[Records from a dataset]
'''

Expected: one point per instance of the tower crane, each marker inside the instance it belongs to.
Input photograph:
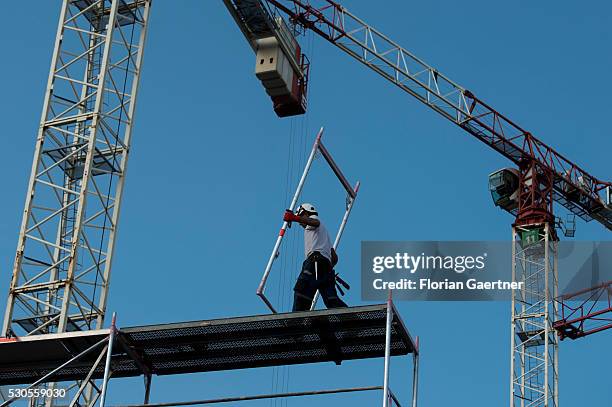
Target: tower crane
(541, 177)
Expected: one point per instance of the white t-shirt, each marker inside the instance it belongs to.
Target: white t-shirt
(316, 239)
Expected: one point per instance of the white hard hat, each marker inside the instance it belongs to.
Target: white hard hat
(308, 207)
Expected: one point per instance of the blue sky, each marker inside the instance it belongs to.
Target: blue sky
(207, 182)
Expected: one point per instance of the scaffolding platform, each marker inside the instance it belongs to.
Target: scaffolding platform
(332, 335)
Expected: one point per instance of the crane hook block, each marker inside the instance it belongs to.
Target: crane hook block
(285, 85)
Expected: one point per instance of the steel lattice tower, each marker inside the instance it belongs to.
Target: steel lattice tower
(534, 360)
(61, 272)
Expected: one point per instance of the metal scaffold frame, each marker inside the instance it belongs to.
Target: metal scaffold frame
(534, 358)
(373, 331)
(317, 147)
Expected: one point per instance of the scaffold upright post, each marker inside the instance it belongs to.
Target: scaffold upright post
(107, 365)
(281, 233)
(415, 372)
(387, 350)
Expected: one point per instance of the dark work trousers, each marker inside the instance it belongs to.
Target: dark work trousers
(317, 274)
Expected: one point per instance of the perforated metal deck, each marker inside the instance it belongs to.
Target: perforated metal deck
(220, 344)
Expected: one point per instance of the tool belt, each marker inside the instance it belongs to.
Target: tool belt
(315, 256)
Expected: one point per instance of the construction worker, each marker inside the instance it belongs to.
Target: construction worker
(317, 270)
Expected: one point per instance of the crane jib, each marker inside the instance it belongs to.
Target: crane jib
(574, 188)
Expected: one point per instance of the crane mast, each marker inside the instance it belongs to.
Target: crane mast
(544, 176)
(62, 266)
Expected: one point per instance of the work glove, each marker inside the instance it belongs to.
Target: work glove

'''

» Directions
Counting the line that contains "Target: tool belt" as the first, copy exactly every line through the end of the records, and nothing else.

» Answer section
Target: tool belt
(315, 256)
Expected: one point per instance of the construction worker, each marker inside the instance it belongs to.
Target: construction worker
(317, 270)
Expected: one point per instance of the crane jib, each marker inside the instance it belongs to.
Target: crane jib
(574, 188)
Expected: one point per instance of the crane mast, each marker inside the instance it belongs to.
Target: crane mast
(544, 176)
(62, 266)
Expected: one point per instance of the work glove, each marker inside the instance it belongs to.
Target: work glove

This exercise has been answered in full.